* Given exercise
Swap "simplest" for "most basic" in the rate limiter article, then write out the passage that begins at the words "Sliding window counter." and stops after "restart the counter.".

Build Everything
Posts
Everything You Need To Know About Designing A Rate Limiter - Part 2

Everything You Need To Know About Designing A Rate Limiter - Part 2

Master your next system design interview by learning how to design a high-performance, scalable rate limiter.

Ben Osborn
February 16, 2025

Building a rate limiter, continued

Last time, we started to discuss how we can build a rate limiter that satisfies the following criteria:

Takes a request based on some parameters and determines whether that request should be allowed or dropped.
Highly-available and fault-tolerant.
Performant and does not add significant latency to the system.
Able to scale out to handle concurrent requests from millions of users.
Enforce rate limiting measurements consistently (i.e. if we only allow 5 requests per minute, the user should not be able to make 6 requests in a minute).

In this article, we will discuss some common rate-limiting algorithms, and walkthrough how we can use these to implement a rate limiter that satisfies the above requirements.

How should we do the rate-limiting?

There are a few common algorithms we can use for our rate limiting. Each of them has a different implementation and will come with its own set of pros and cons for our final rate-limiting system. The approaches we will discuss include:

Fixed window counter.
Sliding window counter.
Token Bucket.
Leaky Bucket.
Sliding window log.

Fixed window counter

This approach is one of the simplest and easiest to implement. We take our current fixed window, maybe being the current minute, hour, or whatever interval you want to rate limit on, and count the number of requests that occur whilst the time matches that condition (i.e. the same minute). Once the rate limit is reached, no more requests can be made. Once the time moves on (i.e. a different minute), we will restart the counter.

func AllowRequest(userID int64, limit int64) bool {
	window := time.Minute
	currMin := time.Now().Truncate(window).Unix()
	
	key := fmt.Sprintf("limit_%d_%d", userID, currMin)
	
	// Use a distributed lock for isolation
	// In practice, since we are using Redis, SetNX is easy and will work.

* Extracted records
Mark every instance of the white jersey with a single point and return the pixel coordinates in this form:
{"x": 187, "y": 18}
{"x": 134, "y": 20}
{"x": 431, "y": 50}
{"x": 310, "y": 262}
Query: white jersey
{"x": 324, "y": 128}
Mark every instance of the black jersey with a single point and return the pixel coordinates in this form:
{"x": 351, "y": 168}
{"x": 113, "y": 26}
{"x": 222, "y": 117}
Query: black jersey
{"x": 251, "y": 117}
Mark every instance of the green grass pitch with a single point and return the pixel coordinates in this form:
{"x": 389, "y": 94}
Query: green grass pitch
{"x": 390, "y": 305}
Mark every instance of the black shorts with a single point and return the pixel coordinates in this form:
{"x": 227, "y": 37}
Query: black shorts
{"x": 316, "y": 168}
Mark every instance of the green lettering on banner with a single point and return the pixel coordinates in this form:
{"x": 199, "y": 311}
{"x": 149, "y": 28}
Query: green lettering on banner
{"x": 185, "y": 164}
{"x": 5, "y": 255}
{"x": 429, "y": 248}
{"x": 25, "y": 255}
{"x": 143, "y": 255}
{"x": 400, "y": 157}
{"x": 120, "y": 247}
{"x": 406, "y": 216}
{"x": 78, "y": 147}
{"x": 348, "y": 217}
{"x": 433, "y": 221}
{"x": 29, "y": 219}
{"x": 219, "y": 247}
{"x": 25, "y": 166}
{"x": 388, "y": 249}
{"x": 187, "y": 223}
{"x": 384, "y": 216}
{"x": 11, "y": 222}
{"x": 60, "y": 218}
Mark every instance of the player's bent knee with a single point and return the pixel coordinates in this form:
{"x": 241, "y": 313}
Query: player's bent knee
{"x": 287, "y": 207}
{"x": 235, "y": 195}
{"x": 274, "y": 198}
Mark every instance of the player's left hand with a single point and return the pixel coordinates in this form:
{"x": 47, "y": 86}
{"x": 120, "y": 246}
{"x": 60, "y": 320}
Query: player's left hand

* Output of the task
Sliding window counter.
Token Bucket.
Leaky Bucket.
Sliding window log.

Fixed window counter

This approach is one of the most basic and easiest to implement. We take our current fixed window, maybe being the current minute, hour, or whatever interval you want to rate limit on, and count the number of requests that occur whilst the time matches that condition (i.e. the same minute). Once the rate limit is reached, no more requests can be made. Once the time moves on (i.e. a different minute), we will restart the counter.